Data records:
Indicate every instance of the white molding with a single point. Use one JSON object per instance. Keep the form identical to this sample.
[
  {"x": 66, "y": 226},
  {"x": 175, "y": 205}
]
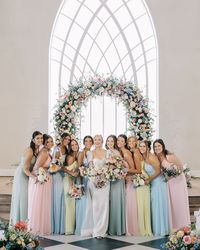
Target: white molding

Task statement:
The output must match the records word for word, except that no pictures appear.

Answer to the problem:
Indicate every instance of the white molding with a single point. Use one JSON object per instance. Keep the form identical to this sample.
[
  {"x": 66, "y": 226},
  {"x": 175, "y": 205}
]
Target: white molding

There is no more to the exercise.